Natural language region descriptions ->

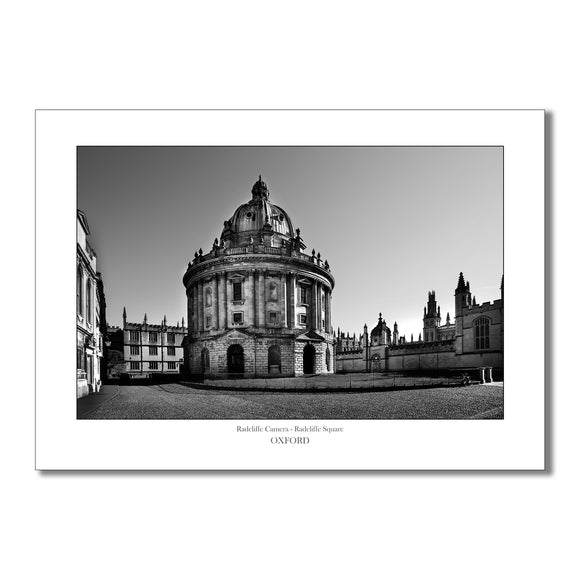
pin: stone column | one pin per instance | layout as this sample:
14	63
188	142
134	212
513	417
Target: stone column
328	311
214	303
198	289
255	298
261	299
318	306
249	283
222	299
313	307
282	299
193	307
200	299
292	301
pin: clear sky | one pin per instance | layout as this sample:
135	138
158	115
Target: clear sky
393	222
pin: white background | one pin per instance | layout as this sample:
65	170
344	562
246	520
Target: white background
407	55
517	442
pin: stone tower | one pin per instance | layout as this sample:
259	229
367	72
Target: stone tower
257	304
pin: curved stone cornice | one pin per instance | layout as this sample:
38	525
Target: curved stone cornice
284	264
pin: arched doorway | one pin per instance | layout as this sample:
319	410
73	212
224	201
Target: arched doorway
236	359
274	359
205	360
309	358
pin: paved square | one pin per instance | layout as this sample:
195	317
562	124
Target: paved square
180	401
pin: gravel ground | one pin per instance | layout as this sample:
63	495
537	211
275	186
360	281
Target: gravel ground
176	401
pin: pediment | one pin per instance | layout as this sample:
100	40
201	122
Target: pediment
236	333
310	336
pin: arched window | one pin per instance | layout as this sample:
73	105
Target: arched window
235	357
273	292
205	360
79	290
482	333
309	359
274	359
89	301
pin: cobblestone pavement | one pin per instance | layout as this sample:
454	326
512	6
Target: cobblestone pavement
177	401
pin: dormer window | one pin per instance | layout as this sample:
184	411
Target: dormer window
237	291
482	333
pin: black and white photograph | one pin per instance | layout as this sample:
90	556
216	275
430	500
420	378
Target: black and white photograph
290	282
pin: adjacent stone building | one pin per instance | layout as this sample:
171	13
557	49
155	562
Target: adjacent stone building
473	342
90	318
257	304
148	349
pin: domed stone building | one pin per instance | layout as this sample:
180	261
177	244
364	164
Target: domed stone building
257	304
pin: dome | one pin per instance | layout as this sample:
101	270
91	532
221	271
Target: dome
259	214
380	327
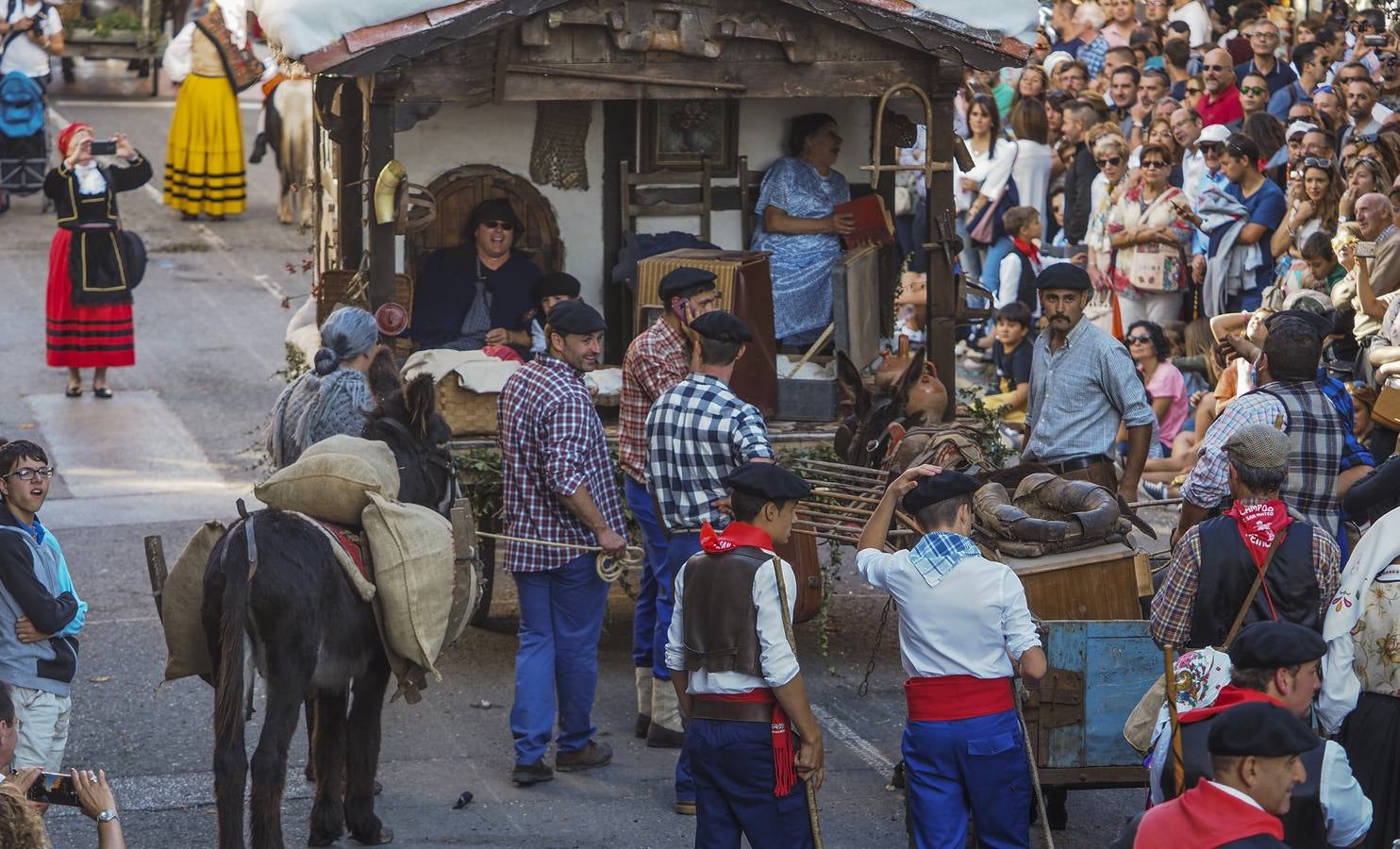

Prompt -> All of the records should be output exactly as they stand, with pictures omitted.

Solution for this exercise ->
pin: stone column | one pin per instance | layout as this sample:
14	63
188	142
134	212
513	417
Target: stone column
328	311
214	303
198	289
255	298
261	299
318	306
249	283
222	299
313	307
282	299
193	307
200	299
292	301
pin: clear sky | one pin per instance | layout as this sample:
135	138
158	115
Target: clear sky
393	222
pin: white background | one pin per instance | layout as this sample:
65	170
344	562
246	520
Target: white background
407	55
517	442
pin: stone tower | one pin per instance | layout as this sample:
259	229
367	72
Target: stone tower
257	304
pin: curved stone cornice | one pin per instance | layout as this sample:
38	525
Target: curved stone cornice
284	264
pin: arched doorway | one pin per instance | layout as this sample:
319	410
73	212
224	201
Target: arched doorway
236	359
274	359
205	360
309	358
pin: paved square | one pin per instance | layout as this sample:
195	317
562	124
Target: paved square
180	401
pin: gravel ground | one pin per instance | layout as this sample:
63	495
537	211
275	186
360	281
Target: gravel ground
176	401
pin: pediment | one pin per instance | layout as this sample:
100	40
201	122
Target: pediment
236	333
310	336
pin: arched window | one pin per instance | layout as this sample:
73	105
Target: arched window
235	357
273	292
205	360
79	290
482	333
309	359
274	359
89	301
pin: cobblestone pavement | one pin per instance | layout as this sample:
454	326
512	6
Target: cobblestone pavement
177	401
pin: dormer window | one pin per instance | layout as this sample:
184	411
Target: dormer window
237	291
482	333
pin: black and white photograph | one pin per instance | layout as this sample:
90	556
216	275
430	500
420	378
Target: black and white photograph
290	282
pin: adjacent stone building | one pin per instance | layout as this sample:
171	13
557	49
155	562
Target: adjacent stone building
473	342
90	318
257	304
148	349
pin: domed stone building | one pin per instance | layout as this sample:
180	261
177	244
364	164
Target: domed stone building
257	304
pin: dome | one pin per instance | layout as this sample:
101	270
91	532
221	271
Target: dome
259	214
380	327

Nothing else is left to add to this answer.